▶ Work request
Reproduce verbatim the lines below, starting at the line that contains "For every <instance> block in" and stopping after the line that contains "negative clicks: (300, 352) (331, 397)".

▶ Record excerpts

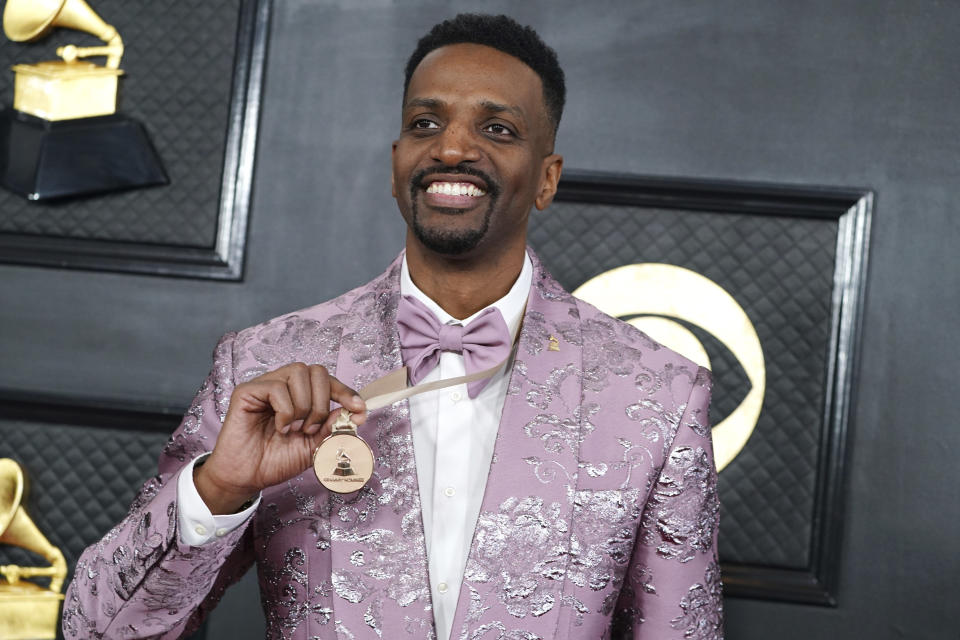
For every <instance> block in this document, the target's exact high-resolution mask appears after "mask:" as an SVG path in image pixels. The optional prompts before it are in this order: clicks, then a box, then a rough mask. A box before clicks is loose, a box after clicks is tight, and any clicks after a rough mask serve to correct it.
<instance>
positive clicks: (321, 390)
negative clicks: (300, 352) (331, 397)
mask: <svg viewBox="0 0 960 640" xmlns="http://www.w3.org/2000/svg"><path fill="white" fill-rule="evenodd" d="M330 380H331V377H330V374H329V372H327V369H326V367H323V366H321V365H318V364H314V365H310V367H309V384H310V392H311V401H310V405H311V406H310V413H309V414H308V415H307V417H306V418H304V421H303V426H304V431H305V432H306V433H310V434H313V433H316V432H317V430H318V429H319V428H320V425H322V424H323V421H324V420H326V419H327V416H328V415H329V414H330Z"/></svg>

--

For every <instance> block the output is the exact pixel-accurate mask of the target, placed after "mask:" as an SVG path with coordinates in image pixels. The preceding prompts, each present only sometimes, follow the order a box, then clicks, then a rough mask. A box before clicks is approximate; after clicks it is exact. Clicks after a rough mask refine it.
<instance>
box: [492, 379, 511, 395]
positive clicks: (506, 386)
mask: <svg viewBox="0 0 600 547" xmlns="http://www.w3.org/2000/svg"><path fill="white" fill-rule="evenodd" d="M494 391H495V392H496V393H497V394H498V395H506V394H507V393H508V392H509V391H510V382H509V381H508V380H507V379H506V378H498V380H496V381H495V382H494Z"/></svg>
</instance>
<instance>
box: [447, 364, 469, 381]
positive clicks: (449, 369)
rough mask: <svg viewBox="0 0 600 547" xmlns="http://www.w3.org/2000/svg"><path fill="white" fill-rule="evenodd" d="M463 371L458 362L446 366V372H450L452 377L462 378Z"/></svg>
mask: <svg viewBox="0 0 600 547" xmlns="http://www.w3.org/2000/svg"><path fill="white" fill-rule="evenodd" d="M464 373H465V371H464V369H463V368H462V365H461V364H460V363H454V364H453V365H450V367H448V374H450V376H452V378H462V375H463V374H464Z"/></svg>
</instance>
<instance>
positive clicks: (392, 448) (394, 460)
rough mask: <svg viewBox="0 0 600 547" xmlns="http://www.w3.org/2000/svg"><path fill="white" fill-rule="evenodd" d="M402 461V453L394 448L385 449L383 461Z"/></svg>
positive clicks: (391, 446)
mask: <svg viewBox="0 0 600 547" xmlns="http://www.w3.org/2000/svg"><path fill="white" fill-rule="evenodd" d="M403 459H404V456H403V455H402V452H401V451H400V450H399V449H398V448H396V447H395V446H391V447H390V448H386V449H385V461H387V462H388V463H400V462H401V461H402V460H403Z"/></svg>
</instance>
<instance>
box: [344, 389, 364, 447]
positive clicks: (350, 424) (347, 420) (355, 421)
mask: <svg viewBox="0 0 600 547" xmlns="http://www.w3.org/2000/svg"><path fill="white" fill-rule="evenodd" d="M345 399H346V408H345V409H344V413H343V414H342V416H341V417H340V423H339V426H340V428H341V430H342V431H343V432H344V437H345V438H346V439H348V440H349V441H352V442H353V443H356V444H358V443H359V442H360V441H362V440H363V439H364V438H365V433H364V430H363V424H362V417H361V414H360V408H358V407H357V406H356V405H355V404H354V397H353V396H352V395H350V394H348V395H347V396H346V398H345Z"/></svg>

▶ Expected answer
For every <instance> block in this document, the target's exact high-resolution mask appears after "mask:" as an SVG path in image pixels. The optional prompts before it are in this order: clicks, then a box, then a rough mask. A box before clicks is loose, a box after clicks is tight, and any clicks after a rough mask serve to correct it.
<instance>
positive clicks: (321, 390)
negative clicks: (300, 352) (331, 397)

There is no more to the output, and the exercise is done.